[Referring expression data]
··········

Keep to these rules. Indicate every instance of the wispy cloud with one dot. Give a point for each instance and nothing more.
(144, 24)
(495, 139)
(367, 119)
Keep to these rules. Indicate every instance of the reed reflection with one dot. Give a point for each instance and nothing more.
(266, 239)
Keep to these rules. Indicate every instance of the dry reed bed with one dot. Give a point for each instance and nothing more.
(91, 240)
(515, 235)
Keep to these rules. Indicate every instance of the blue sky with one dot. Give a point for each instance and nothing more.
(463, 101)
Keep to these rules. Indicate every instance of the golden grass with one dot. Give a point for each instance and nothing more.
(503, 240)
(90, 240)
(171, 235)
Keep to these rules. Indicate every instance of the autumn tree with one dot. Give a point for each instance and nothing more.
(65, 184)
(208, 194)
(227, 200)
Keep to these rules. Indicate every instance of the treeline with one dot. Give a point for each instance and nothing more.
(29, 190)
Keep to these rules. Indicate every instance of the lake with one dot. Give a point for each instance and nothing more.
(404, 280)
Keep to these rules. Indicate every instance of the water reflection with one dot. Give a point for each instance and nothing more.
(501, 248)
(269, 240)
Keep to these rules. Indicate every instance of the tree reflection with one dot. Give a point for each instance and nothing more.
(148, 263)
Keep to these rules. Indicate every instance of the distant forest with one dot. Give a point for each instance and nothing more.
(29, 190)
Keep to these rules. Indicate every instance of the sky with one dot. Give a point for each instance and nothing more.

··········

**Exercise**
Write all the records out again. Nothing may differ from the original.

**Solution to this exercise**
Keep to these rules. Indicate every instance of the wispy cloud with one dot. Give a point for each instance and nothing more.
(144, 24)
(495, 139)
(367, 119)
Keep to these rules. Indicate every instance of the reed reflection with one dot. Give a point for each instance and nothing more.
(266, 239)
Keep to these rules. Indicate every instance of the dry reed bed with one dot. Give a point for each instance and nothing more.
(91, 240)
(515, 235)
Keep to these rules. Indicate every instance of the blue sky with one dot. Give a point for each instance and nothing more.
(463, 101)
Keep to these rules. Indicate every instance of the golden grass with one dot. Give a point for each instance and nothing more.
(503, 240)
(90, 240)
(171, 235)
Keep to these rules. Indicate every instance of the autumn tree with one dot. Give a point for each instance and nothing more.
(65, 184)
(208, 194)
(227, 200)
Keep to these rules. Indicate every instance of the treeline with one dot. Give a point for each instance and nothing more.
(29, 190)
Keep to these rules. Indicate every instance of the lake with one dot. Give a point for each instance and nothing more.
(404, 280)
Keep to these rules. Indicate every instance of the water reflection with one dot. Give a point for each instance and nothing more.
(501, 248)
(269, 240)
Keep to these rules. Indicate every instance of the tree reflection with one dot. Give a point for each instance and nothing more.
(148, 263)
Keep to these rules. Indicate every instance of the distant forest with one dot. Give a point for each instance and nothing more.
(29, 190)
Keep to these rules. Indicate every instance of the sky with one dot. Give a point for each instance and nothing more.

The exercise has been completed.